EXTRAIT DU DOCUMENT:
De la comédie chinoise, et des comédiens.

Canton, le 4 décembre 1807.

C’ÉTAIT hier l’anniversaire du jour de naissance du haniste Conséq***,
il voulut donner une fête aux Européens des différentes factoreries , et
nous nous rendîmes chez lui à quatre heures. Nous y trouvâmes la comédie
déjà établie, et les acteurs n’attendaient plus que nous pour commencer
: en Europe, vous n’allez au spectacle qu’après avoir bien ou mal dîné ;
en Chine, il est d’usage chez les riches que la comédie ait lieu pendant
le repas. Le dîner fut donc servi, et la troupe commença. Elle était
composée d’enfans, tous de dix à douze ans, qui rendirent le spectacle
encore plus intéressant, et qui remplirent leurs rôles avec beaucoup
d’intelligence.

MATÉRIEL SOURCE:
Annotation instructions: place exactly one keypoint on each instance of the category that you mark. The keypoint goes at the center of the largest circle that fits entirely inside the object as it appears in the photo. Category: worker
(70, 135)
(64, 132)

CONSIGNE 1: Relevez tous les noms de lieux géographiques cités dans l'extrait sur la comédie chinoise.
CONSIGNE 2: Résumez en deux phrases l'extrait sur la comédie chinoise.
CONSIGNE 3:
Répondez aux questions suivantes à partir de l'extrait sur la comédie chinoise.
(a) À quelle heure les invités se rendirent-ils chez le haniste ?
(b) En Chine, chez les riches, à quel moment la comédie a-t-elle lieu ?
(c) Quel âge avaient les membres de la troupe ?
Appuyez-vous uniquement sur l'extrait du document pour répondre.

RÉPONSE COMPLÈTE 1: Canton, Europe, Chine

RÉPONSE COMPLÈTE 2: Pour son anniversaire, le haniste Conséq*** offrit à Canton une fête aux Européens des factoreries, où une comédie fut jouée pendant le repas, selon l'usage des riches en Chine. La troupe était composée d'enfants de dix à douze ans, qui tinrent leurs rôles avec beaucoup d'intelligence.

RÉPONSE COMPLÈTE 3:
(a) À quatre heures.
(b) Pendant le repas.
(c) De dix à douze ans.